■ Instrucción de trabajo 1 ■
Imprime sin cambios el tramo del extracto que va desde "Ante este estado" hasta "situación de desánimo.".
■ Instrucción de trabajo 2 ■
Responde con datos del extracto:
(a) ¿A qué pena de prisión fue condenado Derek Chauvin?
(b) ¿Cuántos policías murieron baleados en 2021 en Estados Unidos?
(c) ¿Cuántos niños y cuántos profesores murieron en el colegio de primaria Robb?
■ Instrucción de trabajo 3 ■
Según el extracto, ¿qué causó el desánimo en el que han caído los agentes de las fuerzas policiales? Responde en una a tres oraciones.
===== Extracto del documento =====
Decenas de ciudades a lo largo de todos los Estados padecieron la acción de los saqueadores, en su mayoría negros,  mientras otros, en su mayoría blancos, se afanaban en derribar —en nombre de un presentismo ridículo— las estatuas de los grandes hombres que construyeron la nación.

La respuesta de los legisladores a tamaños desmanes fue contundente: modificaron leyes para rebajar o eliminar las penas por los delitos de saqueos y no sólo aplaudieron el derribo de las estatuas, sino que se sumaron al borrado de la Historia y a la cancelación de los que nos precedieron.

Ante este estado deplorable de las cosas, y ante la sentencia incalificable en la que un jurado de doce hombres sin piedad y con una presión política insostenible, condenó a 22 años y medio de prisión a un policía, Derek Chauvin, por inmovilizar a un delincuente con serios problemas médicos por su historial de abusos con las drogas, los agentes de las fuerzas policiales, ya de por sí mal entrenados —por lo menos para los altos estándares españoles—, han caído en una evidente situación de desánimo.

Este hecho, combinado con la insufrible sombra del racismo policial señalado nada menos que por el desorientado presidente de los Estados Unidos, ha alcanzado los objetivos buscados por los antifas: desfinanciar a la Policía. Si no de dinero público, que también, del exigible apoyo de las autoridades a la difícil labor policial en una nación en la que en 2021 murieron baleados 64 policías, 59 hombres y cinco mujeres; y otros cuatro agentes varones fueron acuchillados hasta la muerte.

Sólo con esta realidad podemos entender lo que pasó hace unos días en la matanza del colegio de primaria Robb en Uvalde, Texas. Que más de una veintena de agentes de Policía tomaran pésimas decisiones como esperar entre 40 minutos y una hora antes de entrar en el colegio donde el asesino, Salvador Rolando Ramos, de 18 años, iba acabando despacio con la vida de 19 niños y dos profesores con sus dos fusiles de asalto, tiene mucho que ver con el estado de anomia en el que malviven las fuerzas policiales estadounidenses desde la muerte de George Floyd.
===== Información =====
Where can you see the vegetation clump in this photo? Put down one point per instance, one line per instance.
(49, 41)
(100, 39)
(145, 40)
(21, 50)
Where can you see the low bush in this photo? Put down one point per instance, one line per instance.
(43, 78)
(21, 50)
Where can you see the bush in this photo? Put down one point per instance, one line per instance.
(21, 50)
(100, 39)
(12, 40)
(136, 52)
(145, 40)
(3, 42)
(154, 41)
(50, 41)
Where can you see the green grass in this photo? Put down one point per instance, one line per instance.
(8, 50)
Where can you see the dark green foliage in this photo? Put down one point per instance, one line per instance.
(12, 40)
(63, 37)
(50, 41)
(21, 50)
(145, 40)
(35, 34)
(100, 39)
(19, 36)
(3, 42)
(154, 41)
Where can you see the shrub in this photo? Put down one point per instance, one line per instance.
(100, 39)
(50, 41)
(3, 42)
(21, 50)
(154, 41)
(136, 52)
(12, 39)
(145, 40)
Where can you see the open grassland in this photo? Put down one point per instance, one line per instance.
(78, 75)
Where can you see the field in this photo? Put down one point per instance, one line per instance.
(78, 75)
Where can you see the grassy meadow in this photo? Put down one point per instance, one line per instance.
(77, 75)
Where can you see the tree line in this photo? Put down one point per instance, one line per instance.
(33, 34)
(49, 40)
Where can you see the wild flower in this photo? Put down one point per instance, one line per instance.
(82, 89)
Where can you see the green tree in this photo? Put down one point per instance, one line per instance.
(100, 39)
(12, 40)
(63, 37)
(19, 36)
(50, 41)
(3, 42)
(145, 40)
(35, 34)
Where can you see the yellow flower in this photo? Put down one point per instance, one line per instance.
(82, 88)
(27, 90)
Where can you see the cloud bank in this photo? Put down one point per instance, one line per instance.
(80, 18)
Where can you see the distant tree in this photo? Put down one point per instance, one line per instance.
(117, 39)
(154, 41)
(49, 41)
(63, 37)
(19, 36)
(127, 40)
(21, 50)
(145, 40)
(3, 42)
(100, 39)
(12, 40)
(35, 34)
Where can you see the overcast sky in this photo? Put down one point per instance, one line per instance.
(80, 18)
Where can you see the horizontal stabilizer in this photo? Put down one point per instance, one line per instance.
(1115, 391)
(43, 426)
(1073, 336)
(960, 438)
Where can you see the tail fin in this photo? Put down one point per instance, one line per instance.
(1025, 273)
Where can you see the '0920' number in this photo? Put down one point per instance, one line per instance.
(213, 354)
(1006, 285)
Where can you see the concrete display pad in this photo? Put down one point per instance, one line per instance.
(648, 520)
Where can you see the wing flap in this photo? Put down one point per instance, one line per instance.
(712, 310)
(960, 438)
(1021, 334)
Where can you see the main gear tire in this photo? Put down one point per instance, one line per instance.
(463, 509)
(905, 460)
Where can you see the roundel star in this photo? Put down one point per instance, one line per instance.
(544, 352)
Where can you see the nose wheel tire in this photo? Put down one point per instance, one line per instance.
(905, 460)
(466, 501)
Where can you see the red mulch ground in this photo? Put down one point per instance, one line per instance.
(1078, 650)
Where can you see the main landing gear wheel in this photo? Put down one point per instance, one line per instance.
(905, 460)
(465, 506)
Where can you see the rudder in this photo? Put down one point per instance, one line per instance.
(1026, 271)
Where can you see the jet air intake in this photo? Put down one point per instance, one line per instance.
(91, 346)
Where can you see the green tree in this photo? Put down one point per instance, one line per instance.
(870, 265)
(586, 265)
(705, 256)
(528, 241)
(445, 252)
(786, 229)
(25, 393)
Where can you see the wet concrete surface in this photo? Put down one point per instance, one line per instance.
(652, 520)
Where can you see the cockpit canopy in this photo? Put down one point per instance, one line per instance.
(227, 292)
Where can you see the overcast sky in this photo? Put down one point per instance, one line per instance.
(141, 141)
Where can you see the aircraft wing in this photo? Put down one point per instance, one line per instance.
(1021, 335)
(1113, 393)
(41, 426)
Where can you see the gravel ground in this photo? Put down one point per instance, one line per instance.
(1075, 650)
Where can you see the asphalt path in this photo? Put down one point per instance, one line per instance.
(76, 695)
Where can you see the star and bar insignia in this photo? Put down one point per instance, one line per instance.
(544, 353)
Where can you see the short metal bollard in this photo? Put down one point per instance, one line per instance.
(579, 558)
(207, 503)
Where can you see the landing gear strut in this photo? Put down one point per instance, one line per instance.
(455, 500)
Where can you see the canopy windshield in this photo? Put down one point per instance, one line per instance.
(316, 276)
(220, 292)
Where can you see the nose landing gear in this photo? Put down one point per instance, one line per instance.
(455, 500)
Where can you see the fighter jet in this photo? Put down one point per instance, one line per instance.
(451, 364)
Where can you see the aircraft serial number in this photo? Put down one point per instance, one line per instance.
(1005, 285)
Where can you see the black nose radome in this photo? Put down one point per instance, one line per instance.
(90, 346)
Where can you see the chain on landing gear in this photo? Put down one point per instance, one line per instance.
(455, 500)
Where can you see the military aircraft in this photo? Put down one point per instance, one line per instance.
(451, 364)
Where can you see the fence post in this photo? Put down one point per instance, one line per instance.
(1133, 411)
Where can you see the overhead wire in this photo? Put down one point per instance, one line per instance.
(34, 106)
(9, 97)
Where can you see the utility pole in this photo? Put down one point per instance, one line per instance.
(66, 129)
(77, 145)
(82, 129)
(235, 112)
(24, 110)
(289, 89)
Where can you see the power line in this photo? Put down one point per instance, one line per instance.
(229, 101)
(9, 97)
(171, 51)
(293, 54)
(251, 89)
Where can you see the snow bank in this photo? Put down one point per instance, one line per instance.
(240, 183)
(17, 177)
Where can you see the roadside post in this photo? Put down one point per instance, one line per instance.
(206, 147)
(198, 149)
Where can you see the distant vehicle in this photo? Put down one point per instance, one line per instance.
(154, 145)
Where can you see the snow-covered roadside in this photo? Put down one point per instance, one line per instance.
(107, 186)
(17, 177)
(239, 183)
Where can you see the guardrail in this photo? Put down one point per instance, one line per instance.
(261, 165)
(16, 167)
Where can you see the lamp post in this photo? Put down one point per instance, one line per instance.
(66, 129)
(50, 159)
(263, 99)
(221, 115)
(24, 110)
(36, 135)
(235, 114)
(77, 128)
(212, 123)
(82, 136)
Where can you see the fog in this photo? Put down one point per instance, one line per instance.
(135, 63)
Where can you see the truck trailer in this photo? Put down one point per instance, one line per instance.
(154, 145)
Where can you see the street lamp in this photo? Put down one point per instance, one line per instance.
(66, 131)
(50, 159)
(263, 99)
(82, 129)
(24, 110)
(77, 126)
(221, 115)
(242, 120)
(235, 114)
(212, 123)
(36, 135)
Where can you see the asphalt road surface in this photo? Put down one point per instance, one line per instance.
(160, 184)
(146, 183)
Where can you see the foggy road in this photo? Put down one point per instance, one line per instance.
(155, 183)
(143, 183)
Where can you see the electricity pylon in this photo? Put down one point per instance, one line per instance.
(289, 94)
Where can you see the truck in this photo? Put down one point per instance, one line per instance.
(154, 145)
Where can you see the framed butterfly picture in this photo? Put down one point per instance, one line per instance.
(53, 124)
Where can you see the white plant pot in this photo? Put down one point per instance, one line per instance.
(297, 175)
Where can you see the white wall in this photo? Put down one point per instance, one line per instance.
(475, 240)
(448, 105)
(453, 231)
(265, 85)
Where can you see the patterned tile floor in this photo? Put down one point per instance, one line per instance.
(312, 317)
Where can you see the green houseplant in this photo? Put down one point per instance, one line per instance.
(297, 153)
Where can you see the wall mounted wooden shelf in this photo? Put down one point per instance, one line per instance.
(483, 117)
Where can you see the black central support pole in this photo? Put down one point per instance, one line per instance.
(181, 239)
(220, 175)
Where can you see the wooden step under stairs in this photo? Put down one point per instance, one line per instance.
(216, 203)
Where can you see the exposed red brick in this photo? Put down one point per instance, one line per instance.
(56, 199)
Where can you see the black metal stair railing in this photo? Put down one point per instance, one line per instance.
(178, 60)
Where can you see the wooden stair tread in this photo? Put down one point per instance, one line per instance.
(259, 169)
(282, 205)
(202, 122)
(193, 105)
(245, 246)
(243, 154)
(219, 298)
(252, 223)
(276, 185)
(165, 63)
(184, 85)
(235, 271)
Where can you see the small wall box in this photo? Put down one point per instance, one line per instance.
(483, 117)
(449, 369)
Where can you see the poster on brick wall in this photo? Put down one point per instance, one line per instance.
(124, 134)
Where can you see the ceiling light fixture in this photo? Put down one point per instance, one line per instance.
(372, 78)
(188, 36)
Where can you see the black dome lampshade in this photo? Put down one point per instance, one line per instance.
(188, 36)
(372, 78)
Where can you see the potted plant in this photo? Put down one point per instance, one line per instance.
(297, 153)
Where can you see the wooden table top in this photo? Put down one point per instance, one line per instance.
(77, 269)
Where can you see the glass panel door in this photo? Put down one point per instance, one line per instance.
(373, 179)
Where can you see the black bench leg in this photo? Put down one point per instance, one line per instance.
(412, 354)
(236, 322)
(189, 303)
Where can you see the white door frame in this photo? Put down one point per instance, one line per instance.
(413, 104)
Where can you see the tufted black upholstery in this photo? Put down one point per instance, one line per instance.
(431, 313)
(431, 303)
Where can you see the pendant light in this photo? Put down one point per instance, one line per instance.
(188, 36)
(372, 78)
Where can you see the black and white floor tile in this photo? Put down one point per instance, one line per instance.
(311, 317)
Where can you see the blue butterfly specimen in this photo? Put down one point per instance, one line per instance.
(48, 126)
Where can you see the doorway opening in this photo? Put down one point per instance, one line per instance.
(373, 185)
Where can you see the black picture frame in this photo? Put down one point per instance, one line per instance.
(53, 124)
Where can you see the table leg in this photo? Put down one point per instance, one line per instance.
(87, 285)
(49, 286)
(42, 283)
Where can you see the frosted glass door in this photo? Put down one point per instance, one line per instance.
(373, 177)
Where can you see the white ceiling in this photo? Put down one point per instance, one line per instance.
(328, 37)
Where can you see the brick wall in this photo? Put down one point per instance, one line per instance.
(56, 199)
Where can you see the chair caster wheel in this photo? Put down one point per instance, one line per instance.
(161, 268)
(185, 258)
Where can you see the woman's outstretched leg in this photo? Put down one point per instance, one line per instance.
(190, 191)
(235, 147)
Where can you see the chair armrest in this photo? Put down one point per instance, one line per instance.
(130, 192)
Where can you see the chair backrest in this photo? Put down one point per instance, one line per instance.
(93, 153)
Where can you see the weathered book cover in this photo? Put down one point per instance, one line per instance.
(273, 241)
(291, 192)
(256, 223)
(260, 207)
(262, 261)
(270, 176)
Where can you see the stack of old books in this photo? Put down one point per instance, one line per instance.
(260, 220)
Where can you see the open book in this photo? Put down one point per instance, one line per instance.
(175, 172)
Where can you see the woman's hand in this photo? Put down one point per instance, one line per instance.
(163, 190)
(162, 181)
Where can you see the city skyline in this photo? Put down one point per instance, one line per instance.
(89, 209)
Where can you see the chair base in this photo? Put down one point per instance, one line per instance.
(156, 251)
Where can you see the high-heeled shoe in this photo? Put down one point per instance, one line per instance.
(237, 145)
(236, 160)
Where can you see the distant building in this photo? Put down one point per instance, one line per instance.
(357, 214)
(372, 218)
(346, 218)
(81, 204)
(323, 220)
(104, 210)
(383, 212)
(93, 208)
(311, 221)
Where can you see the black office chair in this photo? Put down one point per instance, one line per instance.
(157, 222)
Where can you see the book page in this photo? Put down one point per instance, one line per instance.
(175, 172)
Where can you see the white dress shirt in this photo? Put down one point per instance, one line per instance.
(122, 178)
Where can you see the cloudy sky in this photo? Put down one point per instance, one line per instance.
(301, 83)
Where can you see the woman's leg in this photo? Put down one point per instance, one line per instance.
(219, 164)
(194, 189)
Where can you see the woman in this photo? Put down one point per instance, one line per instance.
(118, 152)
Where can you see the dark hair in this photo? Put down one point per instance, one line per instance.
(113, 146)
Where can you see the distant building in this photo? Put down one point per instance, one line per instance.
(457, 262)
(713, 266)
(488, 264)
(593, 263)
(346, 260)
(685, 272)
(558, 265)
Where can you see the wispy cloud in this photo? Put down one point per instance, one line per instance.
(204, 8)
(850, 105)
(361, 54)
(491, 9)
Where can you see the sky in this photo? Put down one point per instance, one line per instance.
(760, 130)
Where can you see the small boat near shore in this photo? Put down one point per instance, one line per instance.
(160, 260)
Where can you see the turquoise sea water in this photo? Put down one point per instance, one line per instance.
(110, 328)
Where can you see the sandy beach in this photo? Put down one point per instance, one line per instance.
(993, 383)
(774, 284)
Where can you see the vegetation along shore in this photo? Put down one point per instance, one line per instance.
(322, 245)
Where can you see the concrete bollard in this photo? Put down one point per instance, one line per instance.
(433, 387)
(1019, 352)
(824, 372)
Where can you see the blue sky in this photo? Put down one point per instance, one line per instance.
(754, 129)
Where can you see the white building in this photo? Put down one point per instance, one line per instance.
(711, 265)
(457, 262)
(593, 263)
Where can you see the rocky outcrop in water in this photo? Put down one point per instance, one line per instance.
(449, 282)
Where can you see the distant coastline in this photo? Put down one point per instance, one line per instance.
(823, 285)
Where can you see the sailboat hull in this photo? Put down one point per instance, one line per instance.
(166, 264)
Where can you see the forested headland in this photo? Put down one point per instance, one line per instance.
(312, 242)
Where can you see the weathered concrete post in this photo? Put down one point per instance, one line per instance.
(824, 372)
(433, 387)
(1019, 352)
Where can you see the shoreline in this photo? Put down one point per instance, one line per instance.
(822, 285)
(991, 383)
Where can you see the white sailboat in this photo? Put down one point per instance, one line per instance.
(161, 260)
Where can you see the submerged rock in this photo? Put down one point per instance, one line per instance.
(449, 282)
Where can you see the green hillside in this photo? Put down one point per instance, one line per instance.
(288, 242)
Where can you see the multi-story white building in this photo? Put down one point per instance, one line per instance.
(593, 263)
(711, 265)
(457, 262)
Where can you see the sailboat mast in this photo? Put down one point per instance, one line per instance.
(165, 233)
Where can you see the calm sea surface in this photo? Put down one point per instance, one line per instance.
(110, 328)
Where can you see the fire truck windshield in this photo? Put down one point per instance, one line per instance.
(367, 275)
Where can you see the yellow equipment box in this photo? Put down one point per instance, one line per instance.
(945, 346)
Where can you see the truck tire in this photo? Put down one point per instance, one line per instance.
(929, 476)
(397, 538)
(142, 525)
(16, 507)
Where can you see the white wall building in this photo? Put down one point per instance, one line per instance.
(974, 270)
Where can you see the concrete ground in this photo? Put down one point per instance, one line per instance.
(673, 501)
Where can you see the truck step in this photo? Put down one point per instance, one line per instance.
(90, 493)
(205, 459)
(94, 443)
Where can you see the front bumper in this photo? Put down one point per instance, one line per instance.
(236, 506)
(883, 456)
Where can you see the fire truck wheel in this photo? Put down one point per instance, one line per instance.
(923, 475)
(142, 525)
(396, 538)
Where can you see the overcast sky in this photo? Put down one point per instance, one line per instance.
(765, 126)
=====
■ Respuesta 1 ■
Ante este estado deplorable de las cosas, y ante la sentencia incalificable en la que un jurado de doce hombres sin piedad y con una presión política insostenible, condenó a 22 años y medio de prisión a un policía, Derek Chauvin, por inmovilizar a un delincuente con serios problemas médicos por su historial de abusos con las drogas, los agentes de las fuerzas policiales, ya de por sí mal entrenados —por lo menos para los altos estándares españoles—, han caído en una evidente situación de desánimo.

■ Respuesta 2 ■
(a) A 22 años y medio de prisión.
(b) 64 policías: 59 hombres y cinco mujeres.
(c) 19 niños y dos profesores.

■ Respuesta 3 ■
El extracto atribuye ese desánimo al estado de las cosas que describe: los saqueos, el derribo de estatuas y la respuesta de los legisladores. A ello suma la sentencia que condenó a Derek Chauvin a 22 años y medio de prisión.